=== Set task ===
Reproduce without changes the lines of the items below, from the line with "Would you point at the blue" up to and including the line with "point(25, 365)".
# Start of Task inputs
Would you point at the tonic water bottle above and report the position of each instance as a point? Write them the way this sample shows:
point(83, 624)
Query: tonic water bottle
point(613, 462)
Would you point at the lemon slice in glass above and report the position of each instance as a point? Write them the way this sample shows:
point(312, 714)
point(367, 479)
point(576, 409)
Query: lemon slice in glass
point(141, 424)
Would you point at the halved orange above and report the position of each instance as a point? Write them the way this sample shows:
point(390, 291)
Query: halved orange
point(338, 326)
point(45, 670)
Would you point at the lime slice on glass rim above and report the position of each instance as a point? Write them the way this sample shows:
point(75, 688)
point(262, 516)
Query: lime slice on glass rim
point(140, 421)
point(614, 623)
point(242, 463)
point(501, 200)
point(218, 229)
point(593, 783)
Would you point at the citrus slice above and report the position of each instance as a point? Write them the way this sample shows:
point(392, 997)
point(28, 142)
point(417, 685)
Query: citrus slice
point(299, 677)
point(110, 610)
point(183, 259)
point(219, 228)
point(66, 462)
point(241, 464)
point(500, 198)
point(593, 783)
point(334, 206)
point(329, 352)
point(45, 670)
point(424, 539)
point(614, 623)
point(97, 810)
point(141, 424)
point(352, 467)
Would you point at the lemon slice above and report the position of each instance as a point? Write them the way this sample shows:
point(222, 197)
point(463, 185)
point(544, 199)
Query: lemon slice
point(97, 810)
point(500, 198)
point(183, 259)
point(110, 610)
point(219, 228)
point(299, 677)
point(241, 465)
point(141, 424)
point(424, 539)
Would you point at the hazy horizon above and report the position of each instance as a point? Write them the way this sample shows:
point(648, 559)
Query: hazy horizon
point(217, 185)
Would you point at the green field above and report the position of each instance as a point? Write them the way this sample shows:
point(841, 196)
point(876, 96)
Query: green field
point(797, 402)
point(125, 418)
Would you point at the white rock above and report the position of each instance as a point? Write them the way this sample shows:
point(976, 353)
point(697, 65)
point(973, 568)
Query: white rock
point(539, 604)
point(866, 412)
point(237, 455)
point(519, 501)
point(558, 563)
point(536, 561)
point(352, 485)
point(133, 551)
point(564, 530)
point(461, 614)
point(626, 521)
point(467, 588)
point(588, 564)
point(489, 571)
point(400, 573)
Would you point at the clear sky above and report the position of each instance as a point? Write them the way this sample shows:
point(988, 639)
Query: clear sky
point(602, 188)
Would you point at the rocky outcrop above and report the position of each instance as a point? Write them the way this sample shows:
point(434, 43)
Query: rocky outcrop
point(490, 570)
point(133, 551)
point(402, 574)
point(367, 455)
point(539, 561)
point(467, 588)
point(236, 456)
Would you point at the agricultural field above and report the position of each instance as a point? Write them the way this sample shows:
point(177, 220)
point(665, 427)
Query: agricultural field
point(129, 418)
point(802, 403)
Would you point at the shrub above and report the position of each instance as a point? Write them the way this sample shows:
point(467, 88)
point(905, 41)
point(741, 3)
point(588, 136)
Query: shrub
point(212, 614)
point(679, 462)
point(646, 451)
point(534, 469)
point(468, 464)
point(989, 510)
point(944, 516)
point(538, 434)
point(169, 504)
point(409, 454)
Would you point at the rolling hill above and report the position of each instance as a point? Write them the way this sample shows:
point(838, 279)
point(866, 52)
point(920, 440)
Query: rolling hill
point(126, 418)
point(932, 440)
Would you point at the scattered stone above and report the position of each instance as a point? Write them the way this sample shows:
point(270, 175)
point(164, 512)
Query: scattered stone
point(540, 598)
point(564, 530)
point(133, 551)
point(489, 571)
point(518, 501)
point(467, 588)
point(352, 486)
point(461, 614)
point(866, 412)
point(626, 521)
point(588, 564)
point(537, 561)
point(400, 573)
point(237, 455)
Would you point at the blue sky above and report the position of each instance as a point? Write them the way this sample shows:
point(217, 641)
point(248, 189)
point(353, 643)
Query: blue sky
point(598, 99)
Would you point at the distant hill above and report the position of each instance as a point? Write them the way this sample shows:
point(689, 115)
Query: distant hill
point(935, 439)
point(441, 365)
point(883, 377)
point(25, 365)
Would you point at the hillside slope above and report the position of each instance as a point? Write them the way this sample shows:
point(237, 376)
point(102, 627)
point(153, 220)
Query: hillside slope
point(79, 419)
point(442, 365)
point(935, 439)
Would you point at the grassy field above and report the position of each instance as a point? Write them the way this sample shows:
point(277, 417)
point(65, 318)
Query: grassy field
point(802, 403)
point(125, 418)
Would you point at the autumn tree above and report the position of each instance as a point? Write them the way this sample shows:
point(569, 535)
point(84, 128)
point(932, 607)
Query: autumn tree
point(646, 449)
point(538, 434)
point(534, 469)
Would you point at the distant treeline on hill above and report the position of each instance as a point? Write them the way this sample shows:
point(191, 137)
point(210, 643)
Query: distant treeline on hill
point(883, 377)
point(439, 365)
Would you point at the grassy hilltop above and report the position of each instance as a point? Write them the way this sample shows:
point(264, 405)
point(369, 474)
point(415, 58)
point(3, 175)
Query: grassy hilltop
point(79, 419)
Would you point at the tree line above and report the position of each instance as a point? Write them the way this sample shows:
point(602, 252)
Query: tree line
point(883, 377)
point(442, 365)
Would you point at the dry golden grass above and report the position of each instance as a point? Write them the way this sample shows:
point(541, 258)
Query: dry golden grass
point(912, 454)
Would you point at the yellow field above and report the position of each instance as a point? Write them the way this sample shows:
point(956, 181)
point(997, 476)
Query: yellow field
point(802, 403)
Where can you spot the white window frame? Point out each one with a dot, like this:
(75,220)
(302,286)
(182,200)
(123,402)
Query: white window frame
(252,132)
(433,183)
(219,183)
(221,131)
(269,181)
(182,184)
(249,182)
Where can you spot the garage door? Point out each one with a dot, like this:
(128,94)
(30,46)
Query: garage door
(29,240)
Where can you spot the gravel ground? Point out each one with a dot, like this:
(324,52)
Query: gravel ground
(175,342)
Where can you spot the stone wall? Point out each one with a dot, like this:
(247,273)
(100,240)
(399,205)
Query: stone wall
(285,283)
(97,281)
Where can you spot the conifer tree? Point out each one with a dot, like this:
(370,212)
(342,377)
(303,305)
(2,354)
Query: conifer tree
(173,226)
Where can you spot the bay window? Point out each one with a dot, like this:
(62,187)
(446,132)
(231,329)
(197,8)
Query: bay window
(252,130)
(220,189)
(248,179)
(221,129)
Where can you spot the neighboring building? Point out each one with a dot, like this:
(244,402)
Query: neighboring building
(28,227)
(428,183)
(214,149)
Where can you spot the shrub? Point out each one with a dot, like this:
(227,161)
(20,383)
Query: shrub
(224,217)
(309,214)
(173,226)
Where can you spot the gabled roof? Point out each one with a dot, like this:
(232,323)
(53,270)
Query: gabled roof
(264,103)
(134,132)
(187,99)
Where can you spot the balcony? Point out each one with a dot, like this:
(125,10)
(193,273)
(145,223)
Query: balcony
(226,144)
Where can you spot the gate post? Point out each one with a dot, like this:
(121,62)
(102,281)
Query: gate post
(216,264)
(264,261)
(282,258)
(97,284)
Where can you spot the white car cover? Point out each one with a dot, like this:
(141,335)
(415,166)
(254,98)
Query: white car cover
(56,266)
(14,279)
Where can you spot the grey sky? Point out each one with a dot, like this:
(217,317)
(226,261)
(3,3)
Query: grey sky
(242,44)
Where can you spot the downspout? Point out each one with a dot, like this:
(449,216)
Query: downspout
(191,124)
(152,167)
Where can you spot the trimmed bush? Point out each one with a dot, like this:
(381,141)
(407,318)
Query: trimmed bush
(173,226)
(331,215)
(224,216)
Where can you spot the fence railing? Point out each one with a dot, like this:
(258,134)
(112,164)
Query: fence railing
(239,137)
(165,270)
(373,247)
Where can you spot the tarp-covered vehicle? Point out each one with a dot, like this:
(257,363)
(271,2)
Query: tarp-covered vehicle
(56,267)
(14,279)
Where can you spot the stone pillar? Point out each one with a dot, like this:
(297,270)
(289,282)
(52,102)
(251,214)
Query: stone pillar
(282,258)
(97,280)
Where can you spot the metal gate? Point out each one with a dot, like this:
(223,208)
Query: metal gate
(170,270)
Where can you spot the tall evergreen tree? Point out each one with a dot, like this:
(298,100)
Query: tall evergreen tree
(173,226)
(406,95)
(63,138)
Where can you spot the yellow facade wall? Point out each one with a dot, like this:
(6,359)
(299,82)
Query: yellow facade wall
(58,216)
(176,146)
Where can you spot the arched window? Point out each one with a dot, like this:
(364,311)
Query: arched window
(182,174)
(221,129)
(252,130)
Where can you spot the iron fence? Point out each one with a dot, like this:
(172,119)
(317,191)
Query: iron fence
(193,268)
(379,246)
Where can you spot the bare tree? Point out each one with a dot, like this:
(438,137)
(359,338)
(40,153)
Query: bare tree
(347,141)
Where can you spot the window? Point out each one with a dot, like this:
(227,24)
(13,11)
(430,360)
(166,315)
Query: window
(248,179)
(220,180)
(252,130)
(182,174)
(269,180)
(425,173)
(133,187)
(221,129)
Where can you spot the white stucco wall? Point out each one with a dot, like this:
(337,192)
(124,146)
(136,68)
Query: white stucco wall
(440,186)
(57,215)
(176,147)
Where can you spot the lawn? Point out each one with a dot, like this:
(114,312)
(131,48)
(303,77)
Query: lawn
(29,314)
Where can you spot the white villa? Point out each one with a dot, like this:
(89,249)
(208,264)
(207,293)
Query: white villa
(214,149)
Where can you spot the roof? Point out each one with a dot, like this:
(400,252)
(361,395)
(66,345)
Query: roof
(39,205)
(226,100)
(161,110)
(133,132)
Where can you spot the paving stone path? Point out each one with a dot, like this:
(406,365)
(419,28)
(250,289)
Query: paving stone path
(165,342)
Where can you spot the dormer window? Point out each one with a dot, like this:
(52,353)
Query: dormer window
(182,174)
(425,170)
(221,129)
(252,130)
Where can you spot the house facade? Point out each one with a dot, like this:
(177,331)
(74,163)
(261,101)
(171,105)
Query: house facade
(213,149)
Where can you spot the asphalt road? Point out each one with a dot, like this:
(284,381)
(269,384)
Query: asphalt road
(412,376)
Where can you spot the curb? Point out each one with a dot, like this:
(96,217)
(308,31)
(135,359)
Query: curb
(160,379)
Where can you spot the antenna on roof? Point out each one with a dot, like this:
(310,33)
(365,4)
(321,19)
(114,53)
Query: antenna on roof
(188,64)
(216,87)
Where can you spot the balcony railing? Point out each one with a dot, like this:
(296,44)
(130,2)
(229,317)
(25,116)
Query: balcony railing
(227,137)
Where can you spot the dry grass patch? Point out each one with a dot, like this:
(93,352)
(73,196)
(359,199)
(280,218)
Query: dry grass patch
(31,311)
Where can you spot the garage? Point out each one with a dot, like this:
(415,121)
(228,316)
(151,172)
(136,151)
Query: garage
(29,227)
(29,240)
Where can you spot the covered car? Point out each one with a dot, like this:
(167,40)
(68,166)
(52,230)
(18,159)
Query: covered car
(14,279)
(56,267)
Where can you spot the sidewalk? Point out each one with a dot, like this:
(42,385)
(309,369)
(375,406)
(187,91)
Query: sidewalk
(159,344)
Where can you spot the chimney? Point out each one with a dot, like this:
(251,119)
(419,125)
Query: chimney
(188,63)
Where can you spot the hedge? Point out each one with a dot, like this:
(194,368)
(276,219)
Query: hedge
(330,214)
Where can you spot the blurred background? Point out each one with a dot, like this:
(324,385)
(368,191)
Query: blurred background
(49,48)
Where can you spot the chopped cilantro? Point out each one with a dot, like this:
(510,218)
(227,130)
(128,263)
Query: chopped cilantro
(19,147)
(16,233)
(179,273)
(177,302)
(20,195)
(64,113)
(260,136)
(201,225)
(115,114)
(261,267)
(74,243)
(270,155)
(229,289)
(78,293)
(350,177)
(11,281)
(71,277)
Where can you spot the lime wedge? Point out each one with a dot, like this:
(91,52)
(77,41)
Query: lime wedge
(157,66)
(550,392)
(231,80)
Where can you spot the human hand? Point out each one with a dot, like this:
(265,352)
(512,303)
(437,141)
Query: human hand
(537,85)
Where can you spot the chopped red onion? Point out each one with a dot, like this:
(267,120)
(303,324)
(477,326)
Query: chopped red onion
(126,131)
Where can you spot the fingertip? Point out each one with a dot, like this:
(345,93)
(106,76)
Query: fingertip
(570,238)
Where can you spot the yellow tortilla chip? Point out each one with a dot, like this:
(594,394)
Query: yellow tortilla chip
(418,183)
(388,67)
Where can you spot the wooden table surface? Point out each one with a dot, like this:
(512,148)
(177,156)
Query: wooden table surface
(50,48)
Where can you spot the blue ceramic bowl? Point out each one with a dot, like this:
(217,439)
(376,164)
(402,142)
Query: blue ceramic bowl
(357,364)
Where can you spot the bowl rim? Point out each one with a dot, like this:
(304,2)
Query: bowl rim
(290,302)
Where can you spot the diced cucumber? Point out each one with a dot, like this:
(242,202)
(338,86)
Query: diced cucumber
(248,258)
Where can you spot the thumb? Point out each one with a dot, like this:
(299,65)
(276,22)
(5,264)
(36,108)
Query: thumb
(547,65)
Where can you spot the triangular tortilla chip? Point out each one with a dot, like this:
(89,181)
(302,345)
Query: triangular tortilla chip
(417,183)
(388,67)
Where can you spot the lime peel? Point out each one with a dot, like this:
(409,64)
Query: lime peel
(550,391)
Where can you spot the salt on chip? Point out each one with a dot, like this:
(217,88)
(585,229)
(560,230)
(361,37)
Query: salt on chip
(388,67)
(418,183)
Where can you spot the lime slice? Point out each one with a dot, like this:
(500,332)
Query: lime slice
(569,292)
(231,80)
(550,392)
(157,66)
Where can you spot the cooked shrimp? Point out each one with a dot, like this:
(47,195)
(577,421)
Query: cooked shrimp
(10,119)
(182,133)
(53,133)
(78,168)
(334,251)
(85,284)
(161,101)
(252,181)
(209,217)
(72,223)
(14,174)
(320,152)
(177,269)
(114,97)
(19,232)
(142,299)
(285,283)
# End of Task inputs
=== Output below ===
Would you point at the blue sky above and report the position of each instance as a point? Write them the way this sample shows:
point(217, 641)
point(248, 189)
point(353, 643)
Query: blue sky
point(598, 99)
Would you point at the distant hill above and report the position of each instance as a point? Write them the way this sample shows:
point(689, 115)
Query: distant hill
point(935, 439)
point(441, 365)
point(883, 377)
point(25, 365)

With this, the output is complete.